### Data to process
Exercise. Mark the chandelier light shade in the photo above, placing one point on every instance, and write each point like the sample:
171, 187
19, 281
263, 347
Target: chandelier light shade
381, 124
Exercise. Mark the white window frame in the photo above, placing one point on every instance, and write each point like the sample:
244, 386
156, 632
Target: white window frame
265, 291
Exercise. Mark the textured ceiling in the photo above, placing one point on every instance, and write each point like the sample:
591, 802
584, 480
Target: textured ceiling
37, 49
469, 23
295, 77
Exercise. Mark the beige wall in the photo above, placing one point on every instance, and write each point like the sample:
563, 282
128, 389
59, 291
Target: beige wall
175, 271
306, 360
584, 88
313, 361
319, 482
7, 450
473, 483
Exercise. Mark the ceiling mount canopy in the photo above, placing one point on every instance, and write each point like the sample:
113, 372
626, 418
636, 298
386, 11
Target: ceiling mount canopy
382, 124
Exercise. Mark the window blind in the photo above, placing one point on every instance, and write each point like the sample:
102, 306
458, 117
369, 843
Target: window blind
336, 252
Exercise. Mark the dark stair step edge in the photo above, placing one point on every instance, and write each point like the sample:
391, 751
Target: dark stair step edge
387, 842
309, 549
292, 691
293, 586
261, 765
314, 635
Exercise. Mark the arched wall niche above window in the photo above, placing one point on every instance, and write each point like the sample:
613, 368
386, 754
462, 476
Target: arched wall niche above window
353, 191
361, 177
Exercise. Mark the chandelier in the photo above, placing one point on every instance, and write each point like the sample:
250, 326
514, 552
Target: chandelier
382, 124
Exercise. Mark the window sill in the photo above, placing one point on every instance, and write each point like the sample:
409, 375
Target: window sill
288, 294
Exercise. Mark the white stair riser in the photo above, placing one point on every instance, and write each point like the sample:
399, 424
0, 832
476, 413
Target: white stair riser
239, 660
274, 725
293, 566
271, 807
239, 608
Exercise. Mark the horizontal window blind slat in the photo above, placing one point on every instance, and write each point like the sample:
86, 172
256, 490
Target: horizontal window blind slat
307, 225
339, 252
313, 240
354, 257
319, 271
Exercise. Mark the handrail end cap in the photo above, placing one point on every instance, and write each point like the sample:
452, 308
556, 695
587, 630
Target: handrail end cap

### Task instructions
Extract all of the entries above line for line, from the first "Exercise." through "Target: handrail end cap", reproducing every word and number unchanged.

### Task output
Exercise. Mark the chandelier light shade in the photo above, placing one point on every instance, and write each point like the sample:
171, 187
19, 281
263, 347
Target: chandelier light shade
381, 124
Exercise. Mark the white window frame in the photo above, placing one point on every instance, and write each point like the sample:
244, 386
156, 632
Target: white window frame
265, 291
Exercise. Mark the textured ceiling in the photo above, placing one point on every instance, and write each point like the sample:
591, 802
584, 480
Target: textured ceiling
37, 49
469, 23
295, 77
Exercise. Mark the beige wall in the photo above, placing one point on every instance, and write each point like the sample:
563, 282
128, 389
59, 291
Target: beige wall
175, 271
306, 360
584, 88
313, 361
319, 482
7, 450
473, 483
Exercise. Mark the ceiling mount canopy in the photo above, placing one point on every instance, and write each point like the sample:
113, 372
626, 418
636, 298
386, 11
Target: ceiling mount canopy
382, 124
Exercise. Mark the window blind in the photo above, placing one point on every instance, and write each point like the sample:
102, 306
458, 117
369, 843
Target: window blind
336, 252
Exercise. Mark the dark stair step edge in the photo above, placing one point on every instance, and write each point like the sample:
391, 751
Target: dark stair step edge
387, 842
309, 549
292, 691
293, 586
261, 765
314, 635
Exercise. Mark the arched wall niche above window in the photo above, placing one point on every instance, and write each point like the sample:
613, 368
386, 754
462, 476
Target: arched wall niche above window
353, 191
361, 177
Exercise. Mark the chandelier in the photo above, placing one point on every instance, and write each point like the sample:
250, 326
514, 552
Target: chandelier
382, 124
Exercise. Mark the window sill in the photo above, placing one point on every instance, and write each point like the sample:
409, 375
Target: window sill
288, 294
Exercise. Mark the white stair riser in the photo above, placing one point on every instance, and write each point like the sample:
399, 424
0, 832
476, 413
Target: white stair riser
239, 660
274, 725
293, 566
271, 807
239, 608
Exercise. Mark the horizontal window blind slat in the photo above, placing one point on every instance, and write each point like the sample:
86, 172
256, 490
Target: horizontal window blind slat
307, 225
339, 252
313, 240
354, 257
319, 271
Exercise. Mark the handrail end cap in the photo above, placing one point on every instance, and write each point like the sample:
452, 308
556, 695
587, 630
Target: handrail end cap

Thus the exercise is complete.